*** Opening DATASET ***
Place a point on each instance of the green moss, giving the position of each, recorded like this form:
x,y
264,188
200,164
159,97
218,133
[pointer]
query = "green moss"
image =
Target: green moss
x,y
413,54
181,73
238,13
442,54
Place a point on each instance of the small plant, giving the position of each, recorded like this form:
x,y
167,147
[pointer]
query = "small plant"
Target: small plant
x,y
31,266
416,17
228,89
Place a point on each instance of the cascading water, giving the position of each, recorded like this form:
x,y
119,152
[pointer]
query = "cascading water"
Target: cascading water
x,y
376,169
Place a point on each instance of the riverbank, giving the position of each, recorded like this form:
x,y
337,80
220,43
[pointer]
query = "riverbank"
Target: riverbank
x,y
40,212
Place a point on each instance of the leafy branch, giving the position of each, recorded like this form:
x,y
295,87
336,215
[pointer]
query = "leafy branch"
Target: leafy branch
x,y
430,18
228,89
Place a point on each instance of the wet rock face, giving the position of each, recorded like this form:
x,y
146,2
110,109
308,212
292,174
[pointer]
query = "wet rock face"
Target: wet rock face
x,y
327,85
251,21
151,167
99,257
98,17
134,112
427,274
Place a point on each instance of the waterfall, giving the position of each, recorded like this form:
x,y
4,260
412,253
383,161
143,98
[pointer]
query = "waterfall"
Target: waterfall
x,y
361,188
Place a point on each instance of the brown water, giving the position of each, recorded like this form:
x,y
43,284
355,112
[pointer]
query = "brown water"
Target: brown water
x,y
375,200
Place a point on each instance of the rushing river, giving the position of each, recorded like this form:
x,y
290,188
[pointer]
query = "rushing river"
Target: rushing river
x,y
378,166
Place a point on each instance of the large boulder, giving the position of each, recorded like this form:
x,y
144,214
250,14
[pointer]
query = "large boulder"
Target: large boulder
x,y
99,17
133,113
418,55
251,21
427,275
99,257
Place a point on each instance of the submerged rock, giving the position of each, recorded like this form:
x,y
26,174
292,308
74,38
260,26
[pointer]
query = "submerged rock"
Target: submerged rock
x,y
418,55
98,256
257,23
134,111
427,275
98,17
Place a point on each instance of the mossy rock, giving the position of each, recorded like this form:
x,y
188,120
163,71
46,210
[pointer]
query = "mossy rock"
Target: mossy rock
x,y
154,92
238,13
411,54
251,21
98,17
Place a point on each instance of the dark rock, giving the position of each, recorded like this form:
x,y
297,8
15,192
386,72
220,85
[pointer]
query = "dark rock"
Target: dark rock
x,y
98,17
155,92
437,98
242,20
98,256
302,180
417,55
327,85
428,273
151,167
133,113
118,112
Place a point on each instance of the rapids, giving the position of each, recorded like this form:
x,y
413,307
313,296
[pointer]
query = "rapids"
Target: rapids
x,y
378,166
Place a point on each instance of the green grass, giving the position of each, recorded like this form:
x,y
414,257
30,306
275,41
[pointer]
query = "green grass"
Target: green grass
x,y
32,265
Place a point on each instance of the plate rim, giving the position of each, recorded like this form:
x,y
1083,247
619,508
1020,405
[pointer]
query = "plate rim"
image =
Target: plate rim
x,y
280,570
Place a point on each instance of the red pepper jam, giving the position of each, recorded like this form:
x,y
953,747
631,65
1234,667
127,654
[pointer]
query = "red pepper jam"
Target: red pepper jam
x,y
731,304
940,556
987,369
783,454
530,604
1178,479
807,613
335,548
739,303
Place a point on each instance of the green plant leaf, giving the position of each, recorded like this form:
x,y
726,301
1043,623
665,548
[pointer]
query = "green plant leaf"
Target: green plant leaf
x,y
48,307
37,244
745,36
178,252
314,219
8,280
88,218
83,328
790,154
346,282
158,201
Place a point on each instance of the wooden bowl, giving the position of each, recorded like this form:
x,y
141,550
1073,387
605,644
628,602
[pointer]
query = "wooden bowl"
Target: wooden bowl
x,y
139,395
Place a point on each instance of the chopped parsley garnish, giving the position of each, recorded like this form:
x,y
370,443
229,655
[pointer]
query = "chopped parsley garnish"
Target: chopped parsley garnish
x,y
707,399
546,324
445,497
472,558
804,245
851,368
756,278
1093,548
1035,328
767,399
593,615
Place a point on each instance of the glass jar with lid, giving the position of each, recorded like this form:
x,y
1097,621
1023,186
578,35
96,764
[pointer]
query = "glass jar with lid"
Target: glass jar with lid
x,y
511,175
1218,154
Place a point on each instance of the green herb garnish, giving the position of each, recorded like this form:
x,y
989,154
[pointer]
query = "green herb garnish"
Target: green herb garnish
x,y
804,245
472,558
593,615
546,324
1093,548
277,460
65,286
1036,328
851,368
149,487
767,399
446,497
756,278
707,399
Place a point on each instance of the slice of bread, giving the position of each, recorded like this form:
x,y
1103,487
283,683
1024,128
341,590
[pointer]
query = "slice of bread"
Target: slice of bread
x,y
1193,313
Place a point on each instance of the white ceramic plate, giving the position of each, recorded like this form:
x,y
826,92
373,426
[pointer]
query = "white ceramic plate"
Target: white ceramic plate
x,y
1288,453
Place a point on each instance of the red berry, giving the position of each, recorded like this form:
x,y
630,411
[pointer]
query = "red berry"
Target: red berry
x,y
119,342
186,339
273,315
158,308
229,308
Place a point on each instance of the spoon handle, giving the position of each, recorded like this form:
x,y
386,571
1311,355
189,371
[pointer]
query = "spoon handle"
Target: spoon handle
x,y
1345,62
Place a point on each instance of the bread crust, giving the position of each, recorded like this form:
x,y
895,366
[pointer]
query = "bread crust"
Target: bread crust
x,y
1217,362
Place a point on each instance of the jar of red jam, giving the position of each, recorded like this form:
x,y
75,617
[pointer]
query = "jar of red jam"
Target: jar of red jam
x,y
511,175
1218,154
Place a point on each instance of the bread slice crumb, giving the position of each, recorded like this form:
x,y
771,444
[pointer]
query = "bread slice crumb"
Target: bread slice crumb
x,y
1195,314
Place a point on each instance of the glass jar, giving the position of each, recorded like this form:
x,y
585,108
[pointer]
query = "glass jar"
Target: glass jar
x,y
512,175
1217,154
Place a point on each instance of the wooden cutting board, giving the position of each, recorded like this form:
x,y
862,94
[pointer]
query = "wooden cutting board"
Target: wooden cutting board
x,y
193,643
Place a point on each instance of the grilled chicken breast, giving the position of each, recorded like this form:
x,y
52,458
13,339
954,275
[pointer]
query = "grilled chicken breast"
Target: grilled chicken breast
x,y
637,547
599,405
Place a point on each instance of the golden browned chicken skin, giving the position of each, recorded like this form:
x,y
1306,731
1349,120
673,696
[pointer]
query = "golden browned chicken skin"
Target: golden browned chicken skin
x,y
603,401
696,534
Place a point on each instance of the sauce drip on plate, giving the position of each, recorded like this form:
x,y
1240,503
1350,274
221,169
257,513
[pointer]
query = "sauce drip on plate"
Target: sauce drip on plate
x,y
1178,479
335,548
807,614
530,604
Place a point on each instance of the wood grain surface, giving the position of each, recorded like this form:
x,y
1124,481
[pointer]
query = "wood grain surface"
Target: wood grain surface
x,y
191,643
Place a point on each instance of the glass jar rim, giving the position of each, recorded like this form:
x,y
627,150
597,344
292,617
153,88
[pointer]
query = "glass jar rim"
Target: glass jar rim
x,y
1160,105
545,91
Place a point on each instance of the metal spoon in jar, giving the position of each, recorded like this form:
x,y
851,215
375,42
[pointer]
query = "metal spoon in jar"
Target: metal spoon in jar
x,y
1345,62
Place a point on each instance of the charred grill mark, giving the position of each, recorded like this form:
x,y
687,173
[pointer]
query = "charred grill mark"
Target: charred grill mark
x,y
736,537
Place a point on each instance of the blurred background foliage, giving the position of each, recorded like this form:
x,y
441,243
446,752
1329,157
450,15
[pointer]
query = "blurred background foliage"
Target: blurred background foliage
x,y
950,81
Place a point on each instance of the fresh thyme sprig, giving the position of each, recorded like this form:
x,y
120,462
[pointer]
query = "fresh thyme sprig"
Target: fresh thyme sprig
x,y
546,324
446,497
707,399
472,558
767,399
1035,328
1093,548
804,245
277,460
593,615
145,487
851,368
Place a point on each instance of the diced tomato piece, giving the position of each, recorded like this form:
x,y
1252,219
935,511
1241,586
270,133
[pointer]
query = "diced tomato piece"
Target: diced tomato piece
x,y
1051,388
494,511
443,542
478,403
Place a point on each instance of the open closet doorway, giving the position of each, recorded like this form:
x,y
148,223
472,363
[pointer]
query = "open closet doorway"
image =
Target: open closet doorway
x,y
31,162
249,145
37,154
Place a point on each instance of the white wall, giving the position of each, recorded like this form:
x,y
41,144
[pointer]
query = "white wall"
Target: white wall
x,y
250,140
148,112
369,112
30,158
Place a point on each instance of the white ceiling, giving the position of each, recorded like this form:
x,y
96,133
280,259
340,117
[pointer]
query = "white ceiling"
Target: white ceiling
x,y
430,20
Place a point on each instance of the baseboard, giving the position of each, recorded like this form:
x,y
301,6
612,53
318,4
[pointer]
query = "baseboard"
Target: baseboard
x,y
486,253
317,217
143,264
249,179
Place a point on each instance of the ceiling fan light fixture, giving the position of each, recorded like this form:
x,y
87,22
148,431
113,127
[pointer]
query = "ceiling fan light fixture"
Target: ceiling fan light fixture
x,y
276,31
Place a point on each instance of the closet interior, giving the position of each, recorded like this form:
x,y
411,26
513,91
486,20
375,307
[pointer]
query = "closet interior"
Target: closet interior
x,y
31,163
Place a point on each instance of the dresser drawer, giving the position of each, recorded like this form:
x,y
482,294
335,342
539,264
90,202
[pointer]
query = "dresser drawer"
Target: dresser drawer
*** Closing DATASET ***
** TASK TO CARRY OUT **
Check each line of the material for "dresser". Copy the ones that have it.

** ANSWER TO THE EXERCISE **
Place a point on each instance of the dresser drawer, giving the position of each, recorded like this form:
query = "dresser drawer"
Target: dresser drawer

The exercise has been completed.